### Text passage
== == ==
2.1 Transcription-dependent and independent mechanisms of apoptosis induction by p53 – p53 meets mitochondria and Bcl-2 family proteins

Initial cell culture and animal models with p53 gain- and loss-of-function revealed important pro-apoptotic functions of p53. Specifically, expression of p53 in p53-deficient murine myeloid leukemia cell line potently induced apoptosis [12], and various cell types derived from p53-deficient mice, including mouse embryonic fibroblasts (MEFs), thymocytes, and intestinal stem cells were resistant toward a broad range of apoptosis stimuli, including oncogene expression, radiation and chemotherapy [13–15]. Mechanistically, p53 induces apoptosis (a) by transcriptional activation of critical apoptosis regulators of the extrinsic, i.e. death receptor-dependent, and the intrinsic, i.e. mitochondria-mediated apoptosis signaling pathway, and (b) by directly impacting mitochondrial membrane physiology via an intricate interplay with mitochondrial membranes and Bcl-2 family proteins. What are the most critical molecular mechanisms (see Figure 1, nuclear transcription-dependent, and cytoplasmic functions of p53)?

Figure 1. p53 is a tetrameric transcription factor with nuclear, transactivating, and cytoplasmic, apoptogenic functions at the level of mitochondrial membranes.

Activated by a wide variety of different tresses, including oncogene activation (sensed by p14^Arf), telomere dysfunction, and DNA damage, p53 transcriptionally induces a broad spectrum of genes implicated in apoptosis, cell cycle progression, DNA repair, autophagy, metabolism, antioxidant signaling, angiogenesis, and fertility. In addition, p53 interacts with Bcl-2 family proteins, and mitochondrial membranes to induce mitochondrial outer membrane permeabilization (MOMP), to trigger cytochrome c release and subsequent caspase activation. Importantly, p53 is regulated by the E3 ubiquitin ligases Mdm2, and Mdm4. Importantly, cytoplasmic and nuclear functions of p53 are intertwined, as Mdm2, a p53 transcriptional target, promotes mitochondrial localization of of p53 through mono-ubiquitination [190], and p53-induced PUMA can release Bax and/or p53 from inhibitory Bax/Bcl-x_L and p53/Bcl-x_L complexes, to trigger MOMP.
== == ==
Saved entries:
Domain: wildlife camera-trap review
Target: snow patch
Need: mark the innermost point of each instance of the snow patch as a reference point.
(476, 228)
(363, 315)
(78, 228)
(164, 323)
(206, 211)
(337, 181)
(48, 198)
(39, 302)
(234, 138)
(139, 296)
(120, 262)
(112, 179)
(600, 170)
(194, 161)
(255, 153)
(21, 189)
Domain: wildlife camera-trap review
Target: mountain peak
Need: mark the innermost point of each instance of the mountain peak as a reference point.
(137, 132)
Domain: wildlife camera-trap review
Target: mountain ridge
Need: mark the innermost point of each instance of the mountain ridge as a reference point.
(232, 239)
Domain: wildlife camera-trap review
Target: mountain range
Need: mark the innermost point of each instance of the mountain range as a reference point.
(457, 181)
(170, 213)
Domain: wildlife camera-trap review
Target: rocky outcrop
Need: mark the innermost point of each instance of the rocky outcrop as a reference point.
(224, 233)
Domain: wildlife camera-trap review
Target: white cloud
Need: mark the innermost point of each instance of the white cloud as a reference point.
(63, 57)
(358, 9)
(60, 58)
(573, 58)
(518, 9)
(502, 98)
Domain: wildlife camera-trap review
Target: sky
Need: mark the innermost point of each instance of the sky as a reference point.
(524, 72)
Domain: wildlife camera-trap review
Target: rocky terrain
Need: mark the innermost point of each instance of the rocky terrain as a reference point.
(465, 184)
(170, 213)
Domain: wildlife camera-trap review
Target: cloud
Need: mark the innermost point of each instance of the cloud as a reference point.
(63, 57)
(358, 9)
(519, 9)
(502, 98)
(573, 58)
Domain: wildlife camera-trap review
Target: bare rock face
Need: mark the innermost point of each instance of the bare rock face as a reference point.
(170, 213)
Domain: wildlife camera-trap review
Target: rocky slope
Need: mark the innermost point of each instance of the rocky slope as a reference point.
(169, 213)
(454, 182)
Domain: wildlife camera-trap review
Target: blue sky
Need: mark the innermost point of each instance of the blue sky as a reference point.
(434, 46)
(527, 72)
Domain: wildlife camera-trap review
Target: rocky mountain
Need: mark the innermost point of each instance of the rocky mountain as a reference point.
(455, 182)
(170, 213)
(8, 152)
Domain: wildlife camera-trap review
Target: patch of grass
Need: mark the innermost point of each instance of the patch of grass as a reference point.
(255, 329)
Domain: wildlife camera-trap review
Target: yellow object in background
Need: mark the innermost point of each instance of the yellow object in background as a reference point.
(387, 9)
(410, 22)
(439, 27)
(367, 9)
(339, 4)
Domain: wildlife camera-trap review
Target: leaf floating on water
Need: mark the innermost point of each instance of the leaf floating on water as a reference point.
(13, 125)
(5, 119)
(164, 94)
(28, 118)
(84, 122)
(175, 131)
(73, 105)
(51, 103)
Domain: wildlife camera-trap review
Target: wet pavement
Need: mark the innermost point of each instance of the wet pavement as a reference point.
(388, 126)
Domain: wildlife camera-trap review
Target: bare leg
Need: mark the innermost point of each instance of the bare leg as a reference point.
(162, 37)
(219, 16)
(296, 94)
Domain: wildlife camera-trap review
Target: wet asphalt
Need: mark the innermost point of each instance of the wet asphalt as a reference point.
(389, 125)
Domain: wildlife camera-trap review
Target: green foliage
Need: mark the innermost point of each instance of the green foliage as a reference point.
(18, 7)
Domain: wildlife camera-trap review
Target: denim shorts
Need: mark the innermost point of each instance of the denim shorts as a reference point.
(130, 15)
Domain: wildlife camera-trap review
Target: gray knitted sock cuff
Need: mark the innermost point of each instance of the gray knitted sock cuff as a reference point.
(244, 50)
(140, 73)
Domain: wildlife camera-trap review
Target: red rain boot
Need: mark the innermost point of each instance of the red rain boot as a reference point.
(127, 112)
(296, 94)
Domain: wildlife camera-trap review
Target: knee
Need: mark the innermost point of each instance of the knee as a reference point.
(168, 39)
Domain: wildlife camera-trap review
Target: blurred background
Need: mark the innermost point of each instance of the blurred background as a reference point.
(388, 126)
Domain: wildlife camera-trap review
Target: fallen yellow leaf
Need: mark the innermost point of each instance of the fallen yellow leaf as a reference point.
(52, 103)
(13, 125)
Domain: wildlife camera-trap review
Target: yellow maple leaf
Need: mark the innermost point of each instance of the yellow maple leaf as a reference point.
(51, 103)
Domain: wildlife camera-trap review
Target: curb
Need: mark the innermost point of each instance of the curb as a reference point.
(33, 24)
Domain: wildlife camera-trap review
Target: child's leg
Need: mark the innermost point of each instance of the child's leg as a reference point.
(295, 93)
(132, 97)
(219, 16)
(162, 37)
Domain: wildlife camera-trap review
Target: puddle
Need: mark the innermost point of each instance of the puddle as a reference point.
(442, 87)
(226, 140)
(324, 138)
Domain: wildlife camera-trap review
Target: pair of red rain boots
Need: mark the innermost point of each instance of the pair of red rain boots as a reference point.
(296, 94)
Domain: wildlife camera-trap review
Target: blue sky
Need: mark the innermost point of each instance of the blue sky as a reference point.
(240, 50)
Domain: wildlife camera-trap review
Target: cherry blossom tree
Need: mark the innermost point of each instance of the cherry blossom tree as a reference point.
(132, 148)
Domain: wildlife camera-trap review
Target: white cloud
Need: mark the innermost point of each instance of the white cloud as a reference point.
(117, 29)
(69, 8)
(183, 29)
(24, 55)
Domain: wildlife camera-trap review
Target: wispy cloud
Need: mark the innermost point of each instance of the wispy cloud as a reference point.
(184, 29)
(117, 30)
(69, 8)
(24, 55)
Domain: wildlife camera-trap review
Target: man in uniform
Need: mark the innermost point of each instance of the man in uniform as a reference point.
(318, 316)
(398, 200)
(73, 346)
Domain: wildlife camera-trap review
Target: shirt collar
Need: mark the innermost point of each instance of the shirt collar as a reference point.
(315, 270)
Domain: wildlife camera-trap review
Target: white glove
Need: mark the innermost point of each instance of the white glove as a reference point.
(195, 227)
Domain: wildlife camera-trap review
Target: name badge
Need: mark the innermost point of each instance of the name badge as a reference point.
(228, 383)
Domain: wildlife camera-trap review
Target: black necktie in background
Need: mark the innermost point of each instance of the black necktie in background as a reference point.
== == ==
### Exercise tasks
1) Rewrite the p53 apoptosis passage from "Figure 1. p53" through "of mitochondrial membranes.", swapping "tetrameric" for "four-unit".
2) Which E3 ubiquitin ligases regulate p53, according to the p53 apoptosis passage?
3) Take the p53 apoptosis passage further, picking up after its final sentence.

### Task results
1)
Figure 1. p53 is a four-unit transcription factor with nuclear, transactivating, and cytoplasmic, apoptogenic functions at the level of mitochondrial membranes.

2) Mdm2 and Mdm4.

3)
CD95/Fas, and the TNF-related apoptosis-inducing ligand (TRAIL) receptors, DR4 and DR5, have been identified as p53 transcriptional targets [16–18]. Death receptors (DR) are cell surface transmembrane proteins that upon binding their cognate ligands activate the intracellular caspase-8/-10-instigated apoptosis machinery, culminating in direct activation of effector caspases, most importantly caspase-3, -6 and -7, or in amplification of the death signals through the mitochondrial intrinsic pathway [19]. In response to DNA damaging agents, p53 binds an intronic response element within the CD95 gene, and transcriptionally induces CD95 in a variety of different cancer cells, including hepatoma, gastric cancer, colon cancer, and breast carcinoma lines [17]. Similarly, chemotherapy-induced p53 induction drives transcriptional upregulation of DR4 and DR5 [16,18]. Importantly, p53 also induces genes implicated in receptor proximal signaling, foremost caspase-8 [20], and the caspase-8 activator Perp, a tetraspan plasma membrane protein with similarities to the PMP-22/gas family, which is implicated in hereditary human neuropathies [21,22].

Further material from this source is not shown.